[Location annotation dataset excerpts]
*****
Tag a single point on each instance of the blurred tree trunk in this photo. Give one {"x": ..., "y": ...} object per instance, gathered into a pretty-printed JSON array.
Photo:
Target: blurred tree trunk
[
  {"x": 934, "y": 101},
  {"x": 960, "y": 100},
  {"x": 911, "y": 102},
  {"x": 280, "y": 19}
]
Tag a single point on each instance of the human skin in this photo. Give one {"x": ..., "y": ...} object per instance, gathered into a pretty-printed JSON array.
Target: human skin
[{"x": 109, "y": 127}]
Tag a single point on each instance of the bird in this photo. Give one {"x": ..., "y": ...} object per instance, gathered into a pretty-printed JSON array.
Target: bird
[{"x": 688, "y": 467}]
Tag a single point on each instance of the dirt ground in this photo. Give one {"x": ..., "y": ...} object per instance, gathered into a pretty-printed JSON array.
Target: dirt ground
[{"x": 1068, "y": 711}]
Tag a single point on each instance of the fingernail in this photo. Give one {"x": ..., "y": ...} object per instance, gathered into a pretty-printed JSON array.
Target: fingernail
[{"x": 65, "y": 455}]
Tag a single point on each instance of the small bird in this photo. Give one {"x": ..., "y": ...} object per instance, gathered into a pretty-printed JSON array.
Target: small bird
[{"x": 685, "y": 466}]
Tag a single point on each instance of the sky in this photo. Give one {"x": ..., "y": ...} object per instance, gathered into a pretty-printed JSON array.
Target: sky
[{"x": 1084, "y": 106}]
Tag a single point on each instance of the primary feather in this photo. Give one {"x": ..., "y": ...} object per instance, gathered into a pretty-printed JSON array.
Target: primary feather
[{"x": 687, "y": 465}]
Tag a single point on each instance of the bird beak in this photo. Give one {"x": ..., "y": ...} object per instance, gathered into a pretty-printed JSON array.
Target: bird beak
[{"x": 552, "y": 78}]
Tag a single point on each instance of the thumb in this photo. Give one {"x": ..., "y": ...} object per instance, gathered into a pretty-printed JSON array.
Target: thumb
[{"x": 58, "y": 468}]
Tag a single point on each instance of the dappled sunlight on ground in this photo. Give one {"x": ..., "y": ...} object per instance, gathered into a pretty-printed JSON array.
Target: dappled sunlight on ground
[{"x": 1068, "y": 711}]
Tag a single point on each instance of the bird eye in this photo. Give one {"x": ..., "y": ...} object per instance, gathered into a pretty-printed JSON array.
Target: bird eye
*****
◆ **WHAT NEEDS TO BE DONE**:
Please rewrite the lines from the one containing "Tag a single point on each instance of the primary" through the last line, inclusive, replacing "pretty-printed" with "indented" and leaving everything else unchanged.

◆ **COMPLETED EXERCISE**:
Tag a single point on each instance of the primary feather in this photo. Give one {"x": ..., "y": ...} object per instance, gathered into a indented JSON array.
Target: primary feather
[{"x": 687, "y": 465}]
Tag a single point on each instance of the bird beak in this photo. Give one {"x": ..., "y": ...} object per instance, gathered into a indented JSON array.
Target: bird beak
[{"x": 552, "y": 78}]
Tag a single point on each instance of the thumb in this photo. Give one {"x": ..., "y": ...} object per instance, gathered into a indented JSON array.
Target: thumb
[{"x": 58, "y": 468}]
Tag a single point on each instance of the dappled sunlight on ground in this photo. Give one {"x": ..., "y": ...} object per instance, gathered into a indented JSON array.
Target: dappled sunlight on ground
[{"x": 1068, "y": 711}]
Tag a single point on each instance of the bird eye in this photo. Give one {"x": ..., "y": ...} object per instance, gathered into a indented JSON array.
Target: bird eye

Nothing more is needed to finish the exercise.